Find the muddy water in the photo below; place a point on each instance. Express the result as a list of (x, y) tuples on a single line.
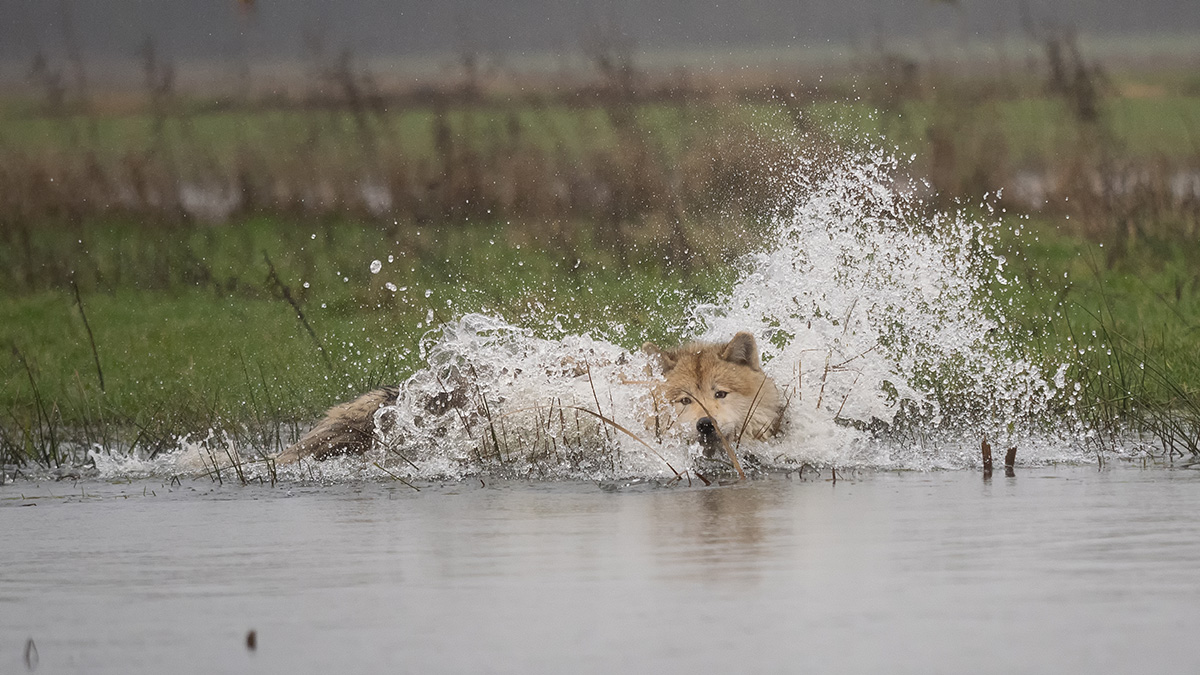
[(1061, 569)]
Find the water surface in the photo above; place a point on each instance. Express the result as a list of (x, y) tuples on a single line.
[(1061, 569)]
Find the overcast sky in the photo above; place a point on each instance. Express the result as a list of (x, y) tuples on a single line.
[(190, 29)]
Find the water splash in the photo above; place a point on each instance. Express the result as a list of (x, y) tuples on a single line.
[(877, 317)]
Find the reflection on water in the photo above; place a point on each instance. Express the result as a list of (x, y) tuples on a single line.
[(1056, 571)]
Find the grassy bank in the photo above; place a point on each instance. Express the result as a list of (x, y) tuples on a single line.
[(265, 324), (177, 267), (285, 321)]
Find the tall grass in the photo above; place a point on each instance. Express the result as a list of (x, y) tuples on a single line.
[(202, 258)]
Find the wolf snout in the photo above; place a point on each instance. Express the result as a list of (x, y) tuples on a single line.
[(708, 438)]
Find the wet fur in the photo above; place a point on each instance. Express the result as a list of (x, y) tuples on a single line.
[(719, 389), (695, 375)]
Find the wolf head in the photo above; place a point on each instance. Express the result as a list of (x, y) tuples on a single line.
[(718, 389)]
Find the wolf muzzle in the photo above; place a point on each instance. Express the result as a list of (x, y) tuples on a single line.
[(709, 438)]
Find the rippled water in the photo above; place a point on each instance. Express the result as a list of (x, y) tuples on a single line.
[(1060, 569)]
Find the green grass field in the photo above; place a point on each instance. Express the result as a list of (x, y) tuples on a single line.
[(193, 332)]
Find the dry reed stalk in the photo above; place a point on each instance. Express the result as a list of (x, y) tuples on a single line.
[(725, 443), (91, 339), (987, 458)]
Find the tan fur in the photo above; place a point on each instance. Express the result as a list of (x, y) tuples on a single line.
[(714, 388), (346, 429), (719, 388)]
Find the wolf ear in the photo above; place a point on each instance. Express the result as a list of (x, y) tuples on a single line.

==========

= INSTRUCTIONS TO FOLLOW =
All the records above need to be given again word for word. Skip the pictures.

= ANSWER BOX =
Find the muddy water in the photo below; place a point on each instance. Express the result as a list of (x, y) tuples on a single line.
[(1061, 569)]
Find the water surface in the photo above; place a point on each instance. Express the result as a list of (x, y) tuples on a single line.
[(1061, 569)]
Find the overcast sky in the photo above; place a point on each instance. Express the result as a list of (x, y) tuples on a single line.
[(190, 29)]
Find the water splash in the photo above; place a point on each instance. Express the result as a list of (x, y) tuples on a single line.
[(877, 317)]
Find the reflection on water in the photo above; place a point on each instance. Express the result as a list of (x, y) tuples on a single line.
[(1056, 571)]
Find the grassy bank in the photo above; place a point on each instance. Express the result as a list of (x, y) tuples on a single line.
[(265, 324), (177, 267), (285, 321)]
Find the tall grass in the photo above; place a point on each instance. Express the result as a list of (x, y) tuples on a single line.
[(202, 258)]
Find the wolf snout in the photo above; place a point on each instance. Express the result as a list of (x, y) tuples on a single line.
[(708, 438)]
Find the wet fur in the photo above; place a point on each instance. Express the result as a list of (x, y) tuples on a single line.
[(719, 389), (695, 375)]
Find the wolf head in the photo above; place a point on each instance. Express the result as a list of (x, y) tuples on a single line.
[(718, 389)]
Find the wolf muzzle in the photo above; place a point on each instance. Express the result as a list of (x, y) tuples on a single line.
[(709, 438)]
Find the rippled water in the photo above; place a point on each instance. Express the result as a list of (x, y) tuples on a single line.
[(1060, 569)]
Find the green grass field in the photo above; place a point on each instance. Express the result as a list of (x, y) tuples on a single line.
[(193, 332)]
Find the dry reed stalk in the photo above; place a point on each instance. Express the result as a list of (x, y) tuples on a single line.
[(725, 443), (91, 339), (987, 458)]
Find the tan fur in the photo above; place a point on each instance. Express the result as a list of (x, y) tuples on a single line.
[(714, 388), (346, 429), (719, 388)]
Find the wolf ear in the photo above; place a point on each instance. Express the result as a list of (x, y) tuples on a single line.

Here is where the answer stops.